Reproduce the data from the start up to and including the line with "[[0, 194, 277, 299]]", requests included, adding 74 to every bounding box coordinate in the answers and leaving the numbers in the requests as they are.

## start

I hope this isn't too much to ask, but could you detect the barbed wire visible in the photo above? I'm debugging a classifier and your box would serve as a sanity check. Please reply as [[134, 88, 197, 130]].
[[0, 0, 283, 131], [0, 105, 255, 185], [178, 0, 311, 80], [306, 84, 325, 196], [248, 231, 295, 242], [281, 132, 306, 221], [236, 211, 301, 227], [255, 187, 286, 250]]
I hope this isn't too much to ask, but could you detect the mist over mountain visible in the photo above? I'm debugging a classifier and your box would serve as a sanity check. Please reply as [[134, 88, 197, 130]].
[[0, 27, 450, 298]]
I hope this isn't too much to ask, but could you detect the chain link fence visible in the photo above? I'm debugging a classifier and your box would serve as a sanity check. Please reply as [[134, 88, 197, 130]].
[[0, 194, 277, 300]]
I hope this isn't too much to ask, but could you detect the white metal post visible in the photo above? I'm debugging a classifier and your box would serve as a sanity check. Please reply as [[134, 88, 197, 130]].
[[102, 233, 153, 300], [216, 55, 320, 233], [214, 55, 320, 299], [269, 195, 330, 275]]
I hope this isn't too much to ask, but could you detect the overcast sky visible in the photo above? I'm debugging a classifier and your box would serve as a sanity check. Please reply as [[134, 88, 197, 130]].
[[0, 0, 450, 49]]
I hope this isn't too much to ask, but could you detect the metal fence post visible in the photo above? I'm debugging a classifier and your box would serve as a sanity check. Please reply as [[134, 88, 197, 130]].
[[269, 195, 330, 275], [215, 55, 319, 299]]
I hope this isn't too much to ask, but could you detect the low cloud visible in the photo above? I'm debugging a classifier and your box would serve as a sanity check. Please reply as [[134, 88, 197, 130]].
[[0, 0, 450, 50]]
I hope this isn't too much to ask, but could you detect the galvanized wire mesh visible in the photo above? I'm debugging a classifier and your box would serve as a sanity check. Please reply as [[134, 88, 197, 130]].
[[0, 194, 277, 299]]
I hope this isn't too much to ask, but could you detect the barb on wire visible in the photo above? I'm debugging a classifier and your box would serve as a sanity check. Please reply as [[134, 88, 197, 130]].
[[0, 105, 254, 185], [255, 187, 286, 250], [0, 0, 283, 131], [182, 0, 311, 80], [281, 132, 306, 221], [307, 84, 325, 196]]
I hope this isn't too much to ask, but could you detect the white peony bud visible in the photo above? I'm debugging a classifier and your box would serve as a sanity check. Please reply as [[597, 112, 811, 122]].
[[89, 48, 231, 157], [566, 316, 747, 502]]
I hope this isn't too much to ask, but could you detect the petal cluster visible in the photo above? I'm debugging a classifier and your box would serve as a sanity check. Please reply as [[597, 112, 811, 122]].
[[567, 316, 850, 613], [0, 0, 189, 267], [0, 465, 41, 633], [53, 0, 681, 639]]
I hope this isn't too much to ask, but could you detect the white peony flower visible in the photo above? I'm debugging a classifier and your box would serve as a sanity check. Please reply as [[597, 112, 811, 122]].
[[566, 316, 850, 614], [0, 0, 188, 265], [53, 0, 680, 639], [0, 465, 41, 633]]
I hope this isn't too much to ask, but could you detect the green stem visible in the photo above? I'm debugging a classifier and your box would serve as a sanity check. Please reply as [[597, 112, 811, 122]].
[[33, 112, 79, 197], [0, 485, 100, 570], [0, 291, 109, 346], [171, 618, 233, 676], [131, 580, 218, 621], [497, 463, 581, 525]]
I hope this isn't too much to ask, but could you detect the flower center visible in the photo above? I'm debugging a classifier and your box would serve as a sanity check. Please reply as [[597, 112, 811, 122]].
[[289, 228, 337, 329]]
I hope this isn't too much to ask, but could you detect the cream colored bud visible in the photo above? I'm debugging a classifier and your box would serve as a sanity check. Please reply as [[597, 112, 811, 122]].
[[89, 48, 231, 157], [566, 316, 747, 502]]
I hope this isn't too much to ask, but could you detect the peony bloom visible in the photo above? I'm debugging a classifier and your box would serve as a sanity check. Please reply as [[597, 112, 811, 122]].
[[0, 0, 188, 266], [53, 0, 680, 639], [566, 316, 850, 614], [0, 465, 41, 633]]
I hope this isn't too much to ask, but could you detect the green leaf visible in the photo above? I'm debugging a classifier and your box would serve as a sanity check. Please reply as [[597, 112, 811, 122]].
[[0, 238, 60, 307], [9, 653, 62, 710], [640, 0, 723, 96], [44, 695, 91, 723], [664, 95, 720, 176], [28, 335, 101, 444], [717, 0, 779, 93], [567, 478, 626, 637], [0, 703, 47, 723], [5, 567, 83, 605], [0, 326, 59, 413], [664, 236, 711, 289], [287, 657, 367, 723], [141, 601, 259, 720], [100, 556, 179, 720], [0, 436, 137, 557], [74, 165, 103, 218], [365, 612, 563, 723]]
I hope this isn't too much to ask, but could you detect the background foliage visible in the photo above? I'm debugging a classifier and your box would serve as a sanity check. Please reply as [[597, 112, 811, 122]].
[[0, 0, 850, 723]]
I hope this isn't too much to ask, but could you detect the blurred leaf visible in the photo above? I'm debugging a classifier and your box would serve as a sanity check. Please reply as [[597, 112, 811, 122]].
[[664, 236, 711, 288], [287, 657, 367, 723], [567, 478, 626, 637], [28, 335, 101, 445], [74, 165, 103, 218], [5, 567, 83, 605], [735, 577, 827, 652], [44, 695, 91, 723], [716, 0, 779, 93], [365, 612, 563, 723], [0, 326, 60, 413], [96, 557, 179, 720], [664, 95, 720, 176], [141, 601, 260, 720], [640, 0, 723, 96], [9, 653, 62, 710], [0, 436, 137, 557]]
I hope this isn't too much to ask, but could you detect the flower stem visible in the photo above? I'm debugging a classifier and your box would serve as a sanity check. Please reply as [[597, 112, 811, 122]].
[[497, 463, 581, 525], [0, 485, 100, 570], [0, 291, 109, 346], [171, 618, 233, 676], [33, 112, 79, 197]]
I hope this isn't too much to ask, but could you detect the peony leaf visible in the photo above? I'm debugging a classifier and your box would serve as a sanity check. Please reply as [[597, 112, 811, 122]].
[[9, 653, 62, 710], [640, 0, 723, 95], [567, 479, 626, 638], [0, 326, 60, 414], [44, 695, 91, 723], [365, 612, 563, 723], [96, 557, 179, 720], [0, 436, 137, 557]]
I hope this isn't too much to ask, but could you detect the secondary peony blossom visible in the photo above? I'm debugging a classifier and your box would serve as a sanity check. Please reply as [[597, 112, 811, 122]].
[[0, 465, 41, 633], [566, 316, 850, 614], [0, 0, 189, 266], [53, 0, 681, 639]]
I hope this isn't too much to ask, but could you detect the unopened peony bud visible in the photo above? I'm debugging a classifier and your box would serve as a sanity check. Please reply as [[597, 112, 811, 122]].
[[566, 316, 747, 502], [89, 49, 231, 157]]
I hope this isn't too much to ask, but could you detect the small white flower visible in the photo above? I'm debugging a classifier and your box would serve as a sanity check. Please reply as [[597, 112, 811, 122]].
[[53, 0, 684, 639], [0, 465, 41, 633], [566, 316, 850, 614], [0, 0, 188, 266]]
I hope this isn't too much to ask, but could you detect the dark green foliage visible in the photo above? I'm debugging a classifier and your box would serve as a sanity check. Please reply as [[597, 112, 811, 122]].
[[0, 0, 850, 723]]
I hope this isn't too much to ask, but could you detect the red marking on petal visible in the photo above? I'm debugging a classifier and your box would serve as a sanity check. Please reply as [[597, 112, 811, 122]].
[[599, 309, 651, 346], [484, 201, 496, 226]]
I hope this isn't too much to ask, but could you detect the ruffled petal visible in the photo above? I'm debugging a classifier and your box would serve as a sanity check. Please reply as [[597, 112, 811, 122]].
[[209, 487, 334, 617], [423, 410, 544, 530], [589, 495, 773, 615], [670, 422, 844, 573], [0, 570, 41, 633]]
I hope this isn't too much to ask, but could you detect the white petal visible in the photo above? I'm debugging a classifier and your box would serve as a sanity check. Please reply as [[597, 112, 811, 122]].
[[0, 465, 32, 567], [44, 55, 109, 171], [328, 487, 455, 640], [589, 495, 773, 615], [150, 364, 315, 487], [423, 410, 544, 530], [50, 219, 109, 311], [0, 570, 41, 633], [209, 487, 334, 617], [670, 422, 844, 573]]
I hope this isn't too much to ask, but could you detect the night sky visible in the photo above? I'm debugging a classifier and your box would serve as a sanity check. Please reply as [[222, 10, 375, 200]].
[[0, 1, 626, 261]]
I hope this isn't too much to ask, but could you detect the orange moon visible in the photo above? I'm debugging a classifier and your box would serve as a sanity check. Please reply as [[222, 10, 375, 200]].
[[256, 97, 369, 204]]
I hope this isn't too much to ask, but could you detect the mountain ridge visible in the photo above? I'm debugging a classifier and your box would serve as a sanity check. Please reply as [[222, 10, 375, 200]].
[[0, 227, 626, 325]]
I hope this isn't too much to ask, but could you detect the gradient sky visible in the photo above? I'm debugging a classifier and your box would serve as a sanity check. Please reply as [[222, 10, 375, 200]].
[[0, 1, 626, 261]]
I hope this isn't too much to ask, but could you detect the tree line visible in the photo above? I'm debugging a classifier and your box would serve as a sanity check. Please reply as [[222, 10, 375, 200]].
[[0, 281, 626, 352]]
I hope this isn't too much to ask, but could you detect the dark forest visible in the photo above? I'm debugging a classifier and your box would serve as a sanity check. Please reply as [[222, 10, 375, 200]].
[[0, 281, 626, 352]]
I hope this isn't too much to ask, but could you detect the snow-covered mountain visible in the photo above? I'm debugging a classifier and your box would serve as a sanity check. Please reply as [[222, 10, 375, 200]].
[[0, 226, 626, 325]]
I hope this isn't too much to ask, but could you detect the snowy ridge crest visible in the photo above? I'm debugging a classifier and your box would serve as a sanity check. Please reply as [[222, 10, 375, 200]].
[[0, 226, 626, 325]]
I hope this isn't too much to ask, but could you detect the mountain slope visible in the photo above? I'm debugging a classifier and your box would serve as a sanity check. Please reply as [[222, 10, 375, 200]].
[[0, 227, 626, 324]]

## end

**TASK SOLUTION**:
I hope this isn't too much to ask, but could you detect the barbed wire visible in the photo above? I'm debugging a classifier and your box would serve as a sanity check. Please reply as [[134, 88, 197, 130]].
[[74, 74, 357, 205], [74, 179, 329, 259], [252, 74, 385, 154], [380, 158, 399, 270], [322, 305, 369, 316], [355, 206, 380, 295], [310, 285, 375, 301], [329, 261, 360, 324]]
I hope this isn't too much to ask, but could you detect the mist over mountain visible in the photo above? I'm debugging a classifier and your box would serve as a sanity check. Please reply as [[134, 88, 197, 130]].
[[74, 101, 524, 372]]
I hope this isn't too much to ask, but could you detect the chain link fence visible in the photo above? I'm debugging a classifier and your box would serve as a sanity check. Please reply as [[134, 88, 197, 130]].
[[74, 268, 351, 374]]
I hope this isn't too much to ask, but could you detect the white metal post visible in the photo above? I'm debugging a classifier and your box would serve as a sanity check. Please reply as [[134, 88, 197, 130]].
[[176, 307, 227, 374], [290, 129, 394, 307], [288, 129, 394, 373], [343, 269, 404, 349]]
I hope this isn't too much to ask, but could you detect the overcast sky visible in the photo above? I'm debugging a classifier and your box would serve as a sanity check. Please reply as [[134, 88, 197, 130]].
[[74, 74, 524, 123]]
I hope this isn't too much to ask, but could you detect the metal fence post visible in the photo above? I'm debugging a classifier and your box would serve as a sanity check. Please reply as [[134, 88, 197, 130]].
[[343, 269, 404, 349], [289, 129, 393, 373]]
I hope this isn't too much to ask, but could you detect the low cloud visible in the photo above? I'm debugging a classifier and your box would serve as a sanity check. Please reply as [[134, 88, 197, 130]].
[[74, 74, 524, 124]]
I hope this isn't too much to ask, but could you detect the galvanized wire mesh visible in the photo above? I'm debugging a classifier and your box would serve as a sanity check. Please reply as [[134, 88, 197, 130]].
[[74, 268, 351, 373]]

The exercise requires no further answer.